* [Exercise task] Rewrite the lines below with every occurrence of "hillside" changed to "slope", leaving all other text unaltered.

* [Entries supplied]
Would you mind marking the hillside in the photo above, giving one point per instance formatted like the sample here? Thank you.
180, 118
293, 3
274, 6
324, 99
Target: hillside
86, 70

* [Result below]
Would you mind marking the slope in the photo above, giving one point per instance formatted like the sample here? Thank you.
180, 118
293, 3
274, 6
324, 99
Target: slope
86, 70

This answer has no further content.